* [CHALLENGE 1] Reproduce the part of the patch description that begins at the words "Let's allocate the" and stops after the words "to consult diag260.".
* [CHALLENGE 2] Express the lines of the records beginning at the line that has "Where can the red passenger" and stopping after the line that has "point(147, 6)" as a JSON list of strings, one string per line, leaving out blank lines.

* START DOCUMENT *

Let's allocate the device memory information and setup the device
memory address space. Expose the maximum ramsize via diag260. The RAM
size returned via SCLP is not modified. Guest OSs which support
virtio-mem are expected to consult diag260.

Signed-off-by: David Hildenbrand <david@redhat.com>
---
 hw/s390x/s390-virtio-ccw.c         | 43 ++++++++++++++++++++++++++++++
 hw/s390x/sclp.c                    |  3 ++-
 include/hw/s390x/s390-virtio-ccw.h |  3 +++
 target/s390x/diag.c                | 10 +++++--
 4 files changed, 56 insertions(+), 3 deletions(-)

diff --git a/hw/s390x/s390-virtio-ccw.c b/hw/s390x/s390-virtio-ccw.c
index 2e6d292c23..577590e623 100644
--- a/hw/s390x/s390-virtio-ccw.c
+++ b/hw/s390x/s390-virtio-ccw.c
@@ -160,6 +160,35 @@ static void virtio_ccw_register_hcalls(void)
                                    virtio_ccw_hcall_early_printk);
 }
 
+static void s390_device_memory_init(MachineState *machine)

* END DOCUMENT *
* START INFORMATION SUPPLIED *

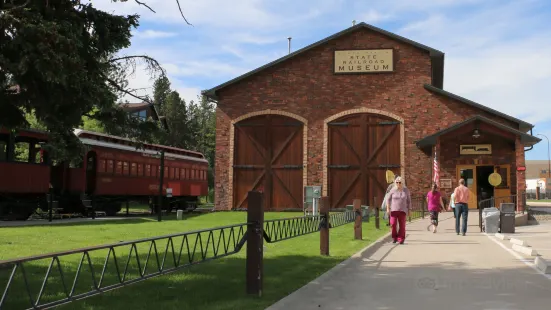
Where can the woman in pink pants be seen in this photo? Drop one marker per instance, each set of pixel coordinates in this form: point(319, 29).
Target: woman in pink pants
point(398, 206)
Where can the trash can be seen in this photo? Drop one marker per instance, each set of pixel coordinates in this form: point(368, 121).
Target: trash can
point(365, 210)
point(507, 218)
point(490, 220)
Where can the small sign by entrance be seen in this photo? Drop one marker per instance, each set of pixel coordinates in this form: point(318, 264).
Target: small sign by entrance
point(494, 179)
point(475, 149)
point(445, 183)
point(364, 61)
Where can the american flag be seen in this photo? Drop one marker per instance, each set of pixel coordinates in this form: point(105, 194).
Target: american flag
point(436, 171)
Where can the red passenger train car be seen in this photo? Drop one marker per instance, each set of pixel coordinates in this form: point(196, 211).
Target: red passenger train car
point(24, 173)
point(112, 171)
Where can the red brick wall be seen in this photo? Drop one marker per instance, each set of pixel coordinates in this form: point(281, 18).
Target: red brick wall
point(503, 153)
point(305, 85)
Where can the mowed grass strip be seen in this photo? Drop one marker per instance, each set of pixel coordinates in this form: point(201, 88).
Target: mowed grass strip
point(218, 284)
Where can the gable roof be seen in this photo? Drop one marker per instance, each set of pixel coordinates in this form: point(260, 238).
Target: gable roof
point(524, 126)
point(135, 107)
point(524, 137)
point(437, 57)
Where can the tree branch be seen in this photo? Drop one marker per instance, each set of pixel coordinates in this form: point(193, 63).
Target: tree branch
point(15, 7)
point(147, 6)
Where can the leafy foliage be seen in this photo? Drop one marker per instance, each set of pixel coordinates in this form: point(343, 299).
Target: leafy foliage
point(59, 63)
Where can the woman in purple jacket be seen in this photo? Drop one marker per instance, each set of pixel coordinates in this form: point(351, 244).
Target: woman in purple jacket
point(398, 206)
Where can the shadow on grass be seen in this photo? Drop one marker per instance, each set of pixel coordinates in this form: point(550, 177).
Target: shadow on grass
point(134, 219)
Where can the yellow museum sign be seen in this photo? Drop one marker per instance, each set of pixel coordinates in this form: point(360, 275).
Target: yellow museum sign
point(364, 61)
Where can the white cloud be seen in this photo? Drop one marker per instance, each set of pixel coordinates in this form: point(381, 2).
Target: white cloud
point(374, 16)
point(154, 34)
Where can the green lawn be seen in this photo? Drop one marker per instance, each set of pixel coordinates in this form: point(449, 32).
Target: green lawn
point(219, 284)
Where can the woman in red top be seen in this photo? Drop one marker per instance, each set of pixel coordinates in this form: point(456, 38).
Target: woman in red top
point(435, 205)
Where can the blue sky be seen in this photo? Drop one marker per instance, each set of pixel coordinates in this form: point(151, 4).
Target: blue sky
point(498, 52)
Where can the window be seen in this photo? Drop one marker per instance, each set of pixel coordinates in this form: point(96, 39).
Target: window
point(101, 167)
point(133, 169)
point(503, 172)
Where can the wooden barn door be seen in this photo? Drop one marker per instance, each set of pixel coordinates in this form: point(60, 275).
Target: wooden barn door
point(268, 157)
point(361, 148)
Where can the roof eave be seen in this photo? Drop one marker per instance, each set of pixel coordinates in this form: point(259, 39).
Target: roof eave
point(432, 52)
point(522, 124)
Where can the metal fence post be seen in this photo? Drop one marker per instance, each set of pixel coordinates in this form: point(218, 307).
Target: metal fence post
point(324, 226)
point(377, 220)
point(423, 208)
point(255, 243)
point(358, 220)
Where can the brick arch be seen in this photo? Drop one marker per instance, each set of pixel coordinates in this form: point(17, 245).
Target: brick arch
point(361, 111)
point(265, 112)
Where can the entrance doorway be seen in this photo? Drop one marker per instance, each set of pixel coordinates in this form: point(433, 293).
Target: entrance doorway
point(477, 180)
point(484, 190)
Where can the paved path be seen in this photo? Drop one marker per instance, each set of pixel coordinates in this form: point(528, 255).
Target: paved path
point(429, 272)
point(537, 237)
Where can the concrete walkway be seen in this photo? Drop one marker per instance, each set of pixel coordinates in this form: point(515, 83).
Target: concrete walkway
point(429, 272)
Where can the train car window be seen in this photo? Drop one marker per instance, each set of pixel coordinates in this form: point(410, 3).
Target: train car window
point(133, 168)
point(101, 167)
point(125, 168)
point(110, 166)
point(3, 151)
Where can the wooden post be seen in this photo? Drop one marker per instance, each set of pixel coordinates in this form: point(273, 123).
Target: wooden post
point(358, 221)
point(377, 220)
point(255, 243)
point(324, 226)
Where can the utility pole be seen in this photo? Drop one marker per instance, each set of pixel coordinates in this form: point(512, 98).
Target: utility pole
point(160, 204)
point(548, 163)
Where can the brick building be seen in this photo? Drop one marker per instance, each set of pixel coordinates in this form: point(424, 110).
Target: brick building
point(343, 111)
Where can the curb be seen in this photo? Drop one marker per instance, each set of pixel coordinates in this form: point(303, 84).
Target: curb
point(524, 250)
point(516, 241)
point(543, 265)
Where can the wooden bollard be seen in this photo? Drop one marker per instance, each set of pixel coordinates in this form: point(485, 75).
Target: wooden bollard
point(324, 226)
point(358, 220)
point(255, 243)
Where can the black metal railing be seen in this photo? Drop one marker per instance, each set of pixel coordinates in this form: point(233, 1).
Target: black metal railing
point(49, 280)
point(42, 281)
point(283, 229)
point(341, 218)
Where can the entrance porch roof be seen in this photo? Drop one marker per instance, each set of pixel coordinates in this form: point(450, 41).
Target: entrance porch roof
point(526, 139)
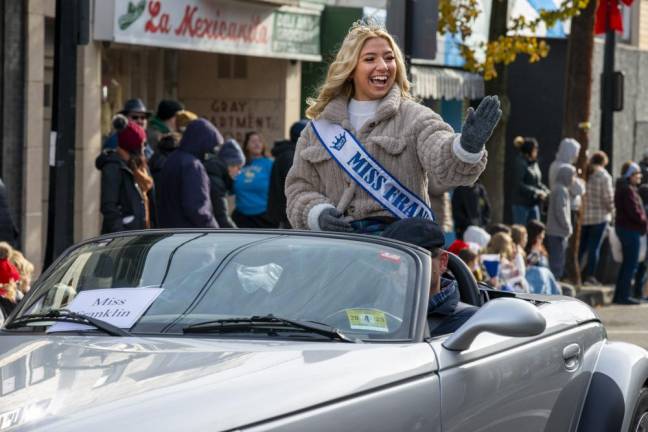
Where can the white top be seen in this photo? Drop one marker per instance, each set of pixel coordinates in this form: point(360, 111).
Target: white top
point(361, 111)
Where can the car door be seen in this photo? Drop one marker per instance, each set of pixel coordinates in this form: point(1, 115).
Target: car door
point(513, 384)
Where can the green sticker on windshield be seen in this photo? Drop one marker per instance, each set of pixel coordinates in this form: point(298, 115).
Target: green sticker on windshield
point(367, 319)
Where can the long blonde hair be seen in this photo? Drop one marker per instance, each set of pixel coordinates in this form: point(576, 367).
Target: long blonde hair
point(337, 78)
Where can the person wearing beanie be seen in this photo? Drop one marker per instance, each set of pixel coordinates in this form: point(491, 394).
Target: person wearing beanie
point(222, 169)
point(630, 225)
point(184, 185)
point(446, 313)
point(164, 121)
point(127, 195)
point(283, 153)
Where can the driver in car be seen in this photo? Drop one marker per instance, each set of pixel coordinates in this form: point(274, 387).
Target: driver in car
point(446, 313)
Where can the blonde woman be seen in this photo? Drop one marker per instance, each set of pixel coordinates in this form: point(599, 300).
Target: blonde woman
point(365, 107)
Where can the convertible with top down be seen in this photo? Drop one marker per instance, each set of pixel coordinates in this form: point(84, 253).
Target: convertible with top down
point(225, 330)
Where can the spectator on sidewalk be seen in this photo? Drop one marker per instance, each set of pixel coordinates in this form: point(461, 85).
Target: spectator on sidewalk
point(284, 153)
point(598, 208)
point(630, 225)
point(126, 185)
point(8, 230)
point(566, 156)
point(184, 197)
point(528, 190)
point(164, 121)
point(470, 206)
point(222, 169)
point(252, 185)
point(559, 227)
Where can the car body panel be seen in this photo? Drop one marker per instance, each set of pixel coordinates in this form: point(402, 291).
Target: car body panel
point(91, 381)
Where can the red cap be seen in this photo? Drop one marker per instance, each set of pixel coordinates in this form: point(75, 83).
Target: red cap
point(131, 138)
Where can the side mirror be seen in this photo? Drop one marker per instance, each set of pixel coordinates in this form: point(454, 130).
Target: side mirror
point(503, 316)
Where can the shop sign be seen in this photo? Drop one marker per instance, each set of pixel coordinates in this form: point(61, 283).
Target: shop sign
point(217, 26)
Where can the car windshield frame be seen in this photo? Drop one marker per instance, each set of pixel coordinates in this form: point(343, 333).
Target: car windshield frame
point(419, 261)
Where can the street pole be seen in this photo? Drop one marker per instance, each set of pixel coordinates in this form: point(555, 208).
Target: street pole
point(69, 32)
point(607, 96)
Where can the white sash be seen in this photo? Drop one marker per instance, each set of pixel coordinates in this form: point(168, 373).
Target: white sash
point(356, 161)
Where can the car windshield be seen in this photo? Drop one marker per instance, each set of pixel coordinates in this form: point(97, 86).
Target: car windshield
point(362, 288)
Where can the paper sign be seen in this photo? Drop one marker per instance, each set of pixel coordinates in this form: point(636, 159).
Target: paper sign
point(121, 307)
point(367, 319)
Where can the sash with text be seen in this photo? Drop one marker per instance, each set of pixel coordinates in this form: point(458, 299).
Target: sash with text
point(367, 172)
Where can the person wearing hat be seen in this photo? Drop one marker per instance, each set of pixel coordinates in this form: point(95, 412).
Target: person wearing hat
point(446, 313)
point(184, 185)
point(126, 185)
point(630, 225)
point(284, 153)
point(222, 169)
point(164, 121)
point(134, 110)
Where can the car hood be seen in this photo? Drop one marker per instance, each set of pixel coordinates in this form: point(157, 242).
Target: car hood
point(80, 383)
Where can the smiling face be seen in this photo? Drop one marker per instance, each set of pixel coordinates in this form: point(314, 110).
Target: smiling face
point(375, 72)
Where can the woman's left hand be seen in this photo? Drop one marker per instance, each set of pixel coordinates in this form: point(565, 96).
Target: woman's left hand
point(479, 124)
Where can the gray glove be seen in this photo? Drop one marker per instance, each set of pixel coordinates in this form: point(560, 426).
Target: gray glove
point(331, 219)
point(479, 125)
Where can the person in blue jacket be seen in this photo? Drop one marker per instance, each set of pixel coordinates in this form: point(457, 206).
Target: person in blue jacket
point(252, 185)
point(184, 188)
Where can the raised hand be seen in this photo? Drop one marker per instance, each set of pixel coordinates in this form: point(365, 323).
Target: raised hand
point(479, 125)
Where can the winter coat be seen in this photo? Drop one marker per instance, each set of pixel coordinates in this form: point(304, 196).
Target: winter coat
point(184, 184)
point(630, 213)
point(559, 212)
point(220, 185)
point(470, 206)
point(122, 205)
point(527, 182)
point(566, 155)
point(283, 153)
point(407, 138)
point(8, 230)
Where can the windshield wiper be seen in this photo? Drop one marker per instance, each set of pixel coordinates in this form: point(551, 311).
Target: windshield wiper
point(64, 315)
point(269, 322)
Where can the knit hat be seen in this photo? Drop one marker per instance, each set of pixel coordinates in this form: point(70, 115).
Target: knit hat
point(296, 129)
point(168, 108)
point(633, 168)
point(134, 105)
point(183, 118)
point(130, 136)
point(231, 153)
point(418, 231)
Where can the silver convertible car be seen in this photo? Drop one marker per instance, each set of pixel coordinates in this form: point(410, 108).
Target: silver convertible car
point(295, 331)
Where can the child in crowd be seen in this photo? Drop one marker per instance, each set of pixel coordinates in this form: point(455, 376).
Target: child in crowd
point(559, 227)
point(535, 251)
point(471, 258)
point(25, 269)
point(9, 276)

* END INFORMATION SUPPLIED *

* [PROBLEM SOLUTION 1]
Let's allocate the device memory information and setup the device
memory address space. Expose the maximum ramsize via diag260. The RAM
size returned via SCLP is not modified. Guest OSs which support
virtio-mem are expected to consult diag260.

* [PROBLEM SOLUTION 2]
[
  "Where can the red passenger train car be seen in this photo? Drop one marker per instance, each set of pixel coordinates in this form: point(196, 211).",
  "Target: red passenger train car",
  "point(24, 173)",
  "point(112, 171)",
  "Where can the red brick wall be seen in this photo? Drop one marker per instance, each set of pixel coordinates in this form: point(281, 18).",
  "Target: red brick wall",
  "point(503, 153)",
  "point(305, 85)",
  "Where can the mowed grass strip be seen in this photo? Drop one marker per instance, each set of pixel coordinates in this form: point(201, 88).",
  "Target: mowed grass strip",
  "point(218, 284)",
  "Where can the gable roof be seen in this photo? Drop one marker per instance, each set of pixel coordinates in this form: point(260, 238).",
  "Target: gable roof",
  "point(524, 126)",
  "point(135, 107)",
  "point(524, 137)",
  "point(437, 57)",
  "Where can the tree branch be seen in this photo? Drop one marker per instance, each set of pixel coordinates in this form: point(193, 63).",
  "Target: tree branch",
  "point(15, 7)",
  "point(147, 6)"
]